## Passage for review
»»

Radical-free mixture of co-polarized 13C-metabolites for probing separate biochemical pathways simultaneously in vivo by hyperpolarized 13C MR

Jessica AM Bastiaansen 1,2 , Hikari AI Yoshihara 3,4 , Andrea Capozzi 3 , Juerg Schwitter 4 , Matthew E Merritt 5 , and Arnaud Comment 3

1 Department of Radiology, University Hospital (CHUV) and University of Lausanne (UNIL), Lausanne, Switzerland, 2 Center for Biomedical Imaging (CIBM), Lausanne, Switzerland, 3 Institute of Physics of Biological Systems, EPFL, Lausanne, Switzerland, 4 Division of Cardiology and Cardiac MR Center, University Hospital Lausanne (CHUV), Lausanne, Switzerland, 5 Advanced Imaging Research Center,Department of Radiology,Molecular Biophysics,Biomedical Engineering, University of Texas Southwestern Medical Center, Dallas, Texas, United States

The combination of hyperpolarized 13C technology and co-administration of separate imaging agents enables simultaneous monitoring of separate metabolic pathways in vivo in a single experiment. However, for clinical applications, it is currently necessary to use 13C preparations containing persistent radicals which require a time consuming filtration process before the injection, resulting in polarization losses. Here we present a radical-free, additive-free method, to co-hyperpolarize mixtures of 13C-labeled metabolites and respective in vivo detection in the heart. This study illustrates a method for measuring substrate competition that could be generalized to humans.

««

## Given data

»»

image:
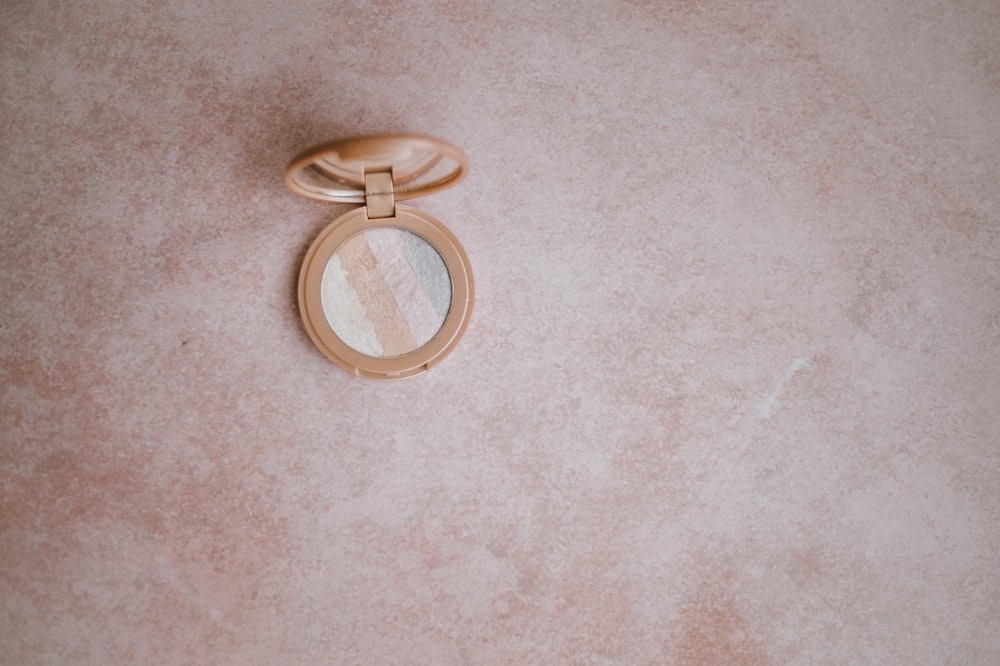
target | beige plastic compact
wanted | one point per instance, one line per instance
(386, 290)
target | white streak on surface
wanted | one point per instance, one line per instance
(164, 571)
(765, 408)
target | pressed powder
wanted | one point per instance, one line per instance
(385, 291)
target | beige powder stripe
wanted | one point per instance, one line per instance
(389, 249)
(345, 312)
(363, 273)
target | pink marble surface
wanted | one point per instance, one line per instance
(729, 396)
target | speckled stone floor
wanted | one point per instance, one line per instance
(730, 394)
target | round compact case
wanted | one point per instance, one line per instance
(386, 290)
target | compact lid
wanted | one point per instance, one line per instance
(335, 171)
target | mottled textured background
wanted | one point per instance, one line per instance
(730, 391)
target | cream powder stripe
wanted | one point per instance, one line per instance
(383, 312)
(344, 311)
(389, 249)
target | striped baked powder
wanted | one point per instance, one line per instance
(385, 291)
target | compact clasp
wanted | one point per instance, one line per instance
(380, 199)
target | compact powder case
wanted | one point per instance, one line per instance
(386, 290)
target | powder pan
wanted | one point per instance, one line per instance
(378, 171)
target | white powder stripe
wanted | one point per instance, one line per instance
(387, 246)
(345, 312)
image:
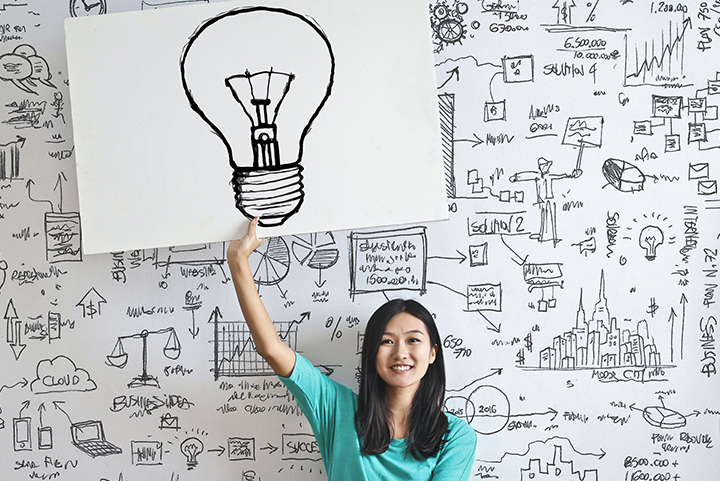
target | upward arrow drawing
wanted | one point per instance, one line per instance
(13, 330)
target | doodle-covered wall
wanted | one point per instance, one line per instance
(575, 283)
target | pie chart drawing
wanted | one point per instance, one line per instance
(271, 262)
(664, 418)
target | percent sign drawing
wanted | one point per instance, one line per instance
(337, 333)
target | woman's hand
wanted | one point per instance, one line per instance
(243, 247)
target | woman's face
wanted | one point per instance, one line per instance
(405, 352)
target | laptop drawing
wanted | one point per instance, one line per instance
(89, 437)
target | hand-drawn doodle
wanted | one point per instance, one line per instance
(486, 408)
(317, 251)
(192, 304)
(45, 440)
(22, 436)
(10, 159)
(564, 11)
(3, 273)
(261, 77)
(168, 421)
(638, 92)
(553, 458)
(191, 447)
(659, 61)
(91, 303)
(662, 417)
(28, 114)
(649, 239)
(146, 453)
(155, 4)
(300, 447)
(446, 110)
(196, 261)
(118, 358)
(447, 23)
(85, 8)
(623, 175)
(543, 277)
(14, 329)
(60, 374)
(24, 66)
(234, 349)
(545, 198)
(271, 263)
(391, 260)
(89, 437)
(240, 449)
(599, 342)
(557, 468)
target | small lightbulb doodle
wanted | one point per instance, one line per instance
(238, 69)
(191, 448)
(650, 238)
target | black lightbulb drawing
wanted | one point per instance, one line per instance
(259, 76)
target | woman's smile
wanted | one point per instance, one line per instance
(405, 352)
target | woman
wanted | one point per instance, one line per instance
(394, 428)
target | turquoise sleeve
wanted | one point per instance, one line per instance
(458, 455)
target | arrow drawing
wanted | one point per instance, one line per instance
(13, 330)
(270, 447)
(462, 257)
(453, 73)
(58, 185)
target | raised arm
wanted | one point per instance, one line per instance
(280, 357)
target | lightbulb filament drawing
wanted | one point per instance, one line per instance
(263, 130)
(191, 447)
(650, 238)
(237, 71)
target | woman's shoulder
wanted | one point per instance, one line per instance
(305, 373)
(458, 428)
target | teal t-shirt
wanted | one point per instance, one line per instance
(330, 408)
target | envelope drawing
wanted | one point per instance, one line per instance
(707, 187)
(167, 421)
(699, 171)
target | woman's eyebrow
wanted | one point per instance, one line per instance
(415, 331)
(412, 331)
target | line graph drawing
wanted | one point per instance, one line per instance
(656, 61)
(235, 352)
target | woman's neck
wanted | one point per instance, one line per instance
(399, 403)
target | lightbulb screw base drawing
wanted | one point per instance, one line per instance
(272, 194)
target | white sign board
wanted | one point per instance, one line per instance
(314, 116)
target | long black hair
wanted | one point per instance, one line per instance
(428, 423)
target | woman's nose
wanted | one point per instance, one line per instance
(400, 351)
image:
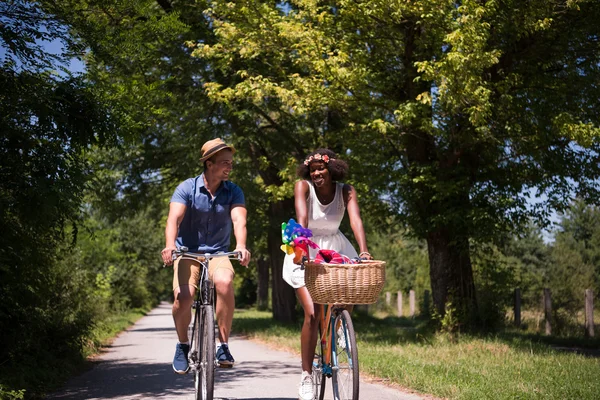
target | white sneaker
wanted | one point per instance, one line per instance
(305, 392)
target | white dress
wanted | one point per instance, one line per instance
(324, 222)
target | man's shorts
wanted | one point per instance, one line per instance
(187, 272)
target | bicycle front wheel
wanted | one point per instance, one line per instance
(345, 369)
(319, 379)
(205, 373)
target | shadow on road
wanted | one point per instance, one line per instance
(120, 379)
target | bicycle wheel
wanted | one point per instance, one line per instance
(204, 377)
(318, 378)
(345, 369)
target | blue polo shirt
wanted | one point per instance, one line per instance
(206, 225)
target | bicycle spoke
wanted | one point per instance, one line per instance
(345, 373)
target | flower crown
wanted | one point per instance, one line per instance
(318, 157)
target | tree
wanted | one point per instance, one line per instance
(48, 118)
(575, 257)
(462, 106)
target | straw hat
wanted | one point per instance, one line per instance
(212, 147)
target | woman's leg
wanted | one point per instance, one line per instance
(308, 337)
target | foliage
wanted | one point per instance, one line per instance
(462, 107)
(49, 119)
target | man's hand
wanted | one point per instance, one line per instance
(167, 255)
(245, 260)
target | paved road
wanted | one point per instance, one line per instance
(137, 366)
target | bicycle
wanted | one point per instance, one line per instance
(336, 354)
(333, 287)
(202, 357)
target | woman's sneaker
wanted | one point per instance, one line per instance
(224, 357)
(180, 364)
(305, 391)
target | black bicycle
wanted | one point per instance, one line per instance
(202, 358)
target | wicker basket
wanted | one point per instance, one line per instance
(345, 283)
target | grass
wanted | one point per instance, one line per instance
(45, 370)
(405, 352)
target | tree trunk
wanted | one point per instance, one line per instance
(263, 284)
(283, 296)
(451, 275)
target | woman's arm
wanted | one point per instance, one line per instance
(355, 220)
(300, 195)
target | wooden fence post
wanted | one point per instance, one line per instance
(399, 303)
(548, 311)
(589, 313)
(517, 307)
(426, 305)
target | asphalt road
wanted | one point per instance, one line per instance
(138, 366)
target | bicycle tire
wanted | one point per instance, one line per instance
(344, 379)
(204, 377)
(319, 379)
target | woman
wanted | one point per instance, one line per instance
(320, 201)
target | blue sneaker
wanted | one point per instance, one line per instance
(180, 364)
(224, 357)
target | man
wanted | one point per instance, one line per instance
(201, 213)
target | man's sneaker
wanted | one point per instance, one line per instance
(224, 357)
(180, 364)
(305, 391)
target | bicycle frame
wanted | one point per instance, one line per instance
(328, 335)
(202, 352)
(336, 355)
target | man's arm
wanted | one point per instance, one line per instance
(176, 213)
(238, 217)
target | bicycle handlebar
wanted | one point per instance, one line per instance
(184, 251)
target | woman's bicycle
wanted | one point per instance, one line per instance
(202, 357)
(333, 287)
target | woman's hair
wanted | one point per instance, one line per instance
(337, 168)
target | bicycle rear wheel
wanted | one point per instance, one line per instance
(345, 369)
(204, 377)
(319, 379)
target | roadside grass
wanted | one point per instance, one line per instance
(107, 330)
(403, 351)
(47, 367)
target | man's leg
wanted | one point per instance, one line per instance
(182, 310)
(185, 277)
(223, 280)
(221, 273)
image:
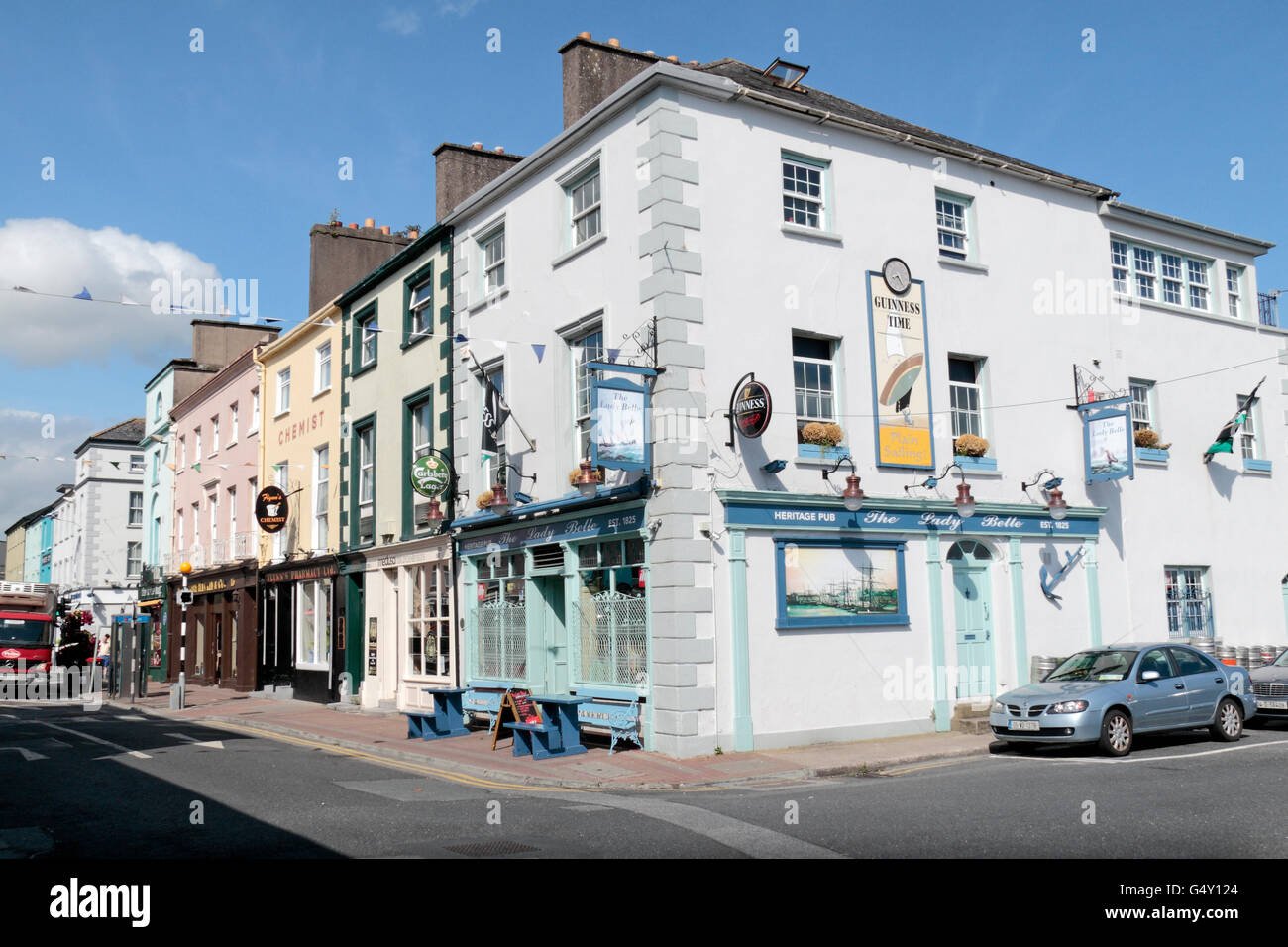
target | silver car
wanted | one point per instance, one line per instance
(1108, 694)
(1270, 685)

««

## Exercise A
Duplicate everything from "The combination of" down to "generalized to humans." in the abstract on co-polarized 13C metabolites.
## Exercise B
In the abstract on co-polarized 13C metabolites, in which organ were the labeled metabolites detected in vivo?
## Exercise C
Rewrite the paragraph of the abstract on co-polarized 13C metabolites that begins "The combination of hyperpolarized 13C technology" in a shorter form, keeping its main facts.

## Expected answer A
The combination of hyperpolarized 13C technology and co-administration of separate imaging agents enables simultaneous monitoring of separate metabolic pathways in vivo in a single experiment. However, for clinical applications, it is currently necessary to use 13C preparations containing persistent radicals which require a time consuming filtration process before the injection, resulting in polarization losses. Here we present a radical-free, additive-free method, to co-hyperpolarize mixtures of 13C-labeled metabolites and respective in vivo detection in the heart. This study illustrates a method for measuring substrate competition that could be generalized to humans.

## Expected answer B
The heart.

## Expected answer C
Co-administering separate hyperpolarized 13C imaging agents lets several metabolic pathways be monitored in vivo in one experiment. Clinical use now requires 13C preparations with persistent radicals, which must be filtered before injection, a slow step that causes polarization losses. The study presents a radical-free, additive-free method to co-hyperpolarize mixtures of 13C-labeled metabolites and detect them in vivo in the heart. This approach to measuring substrate competition could be generalized to humans.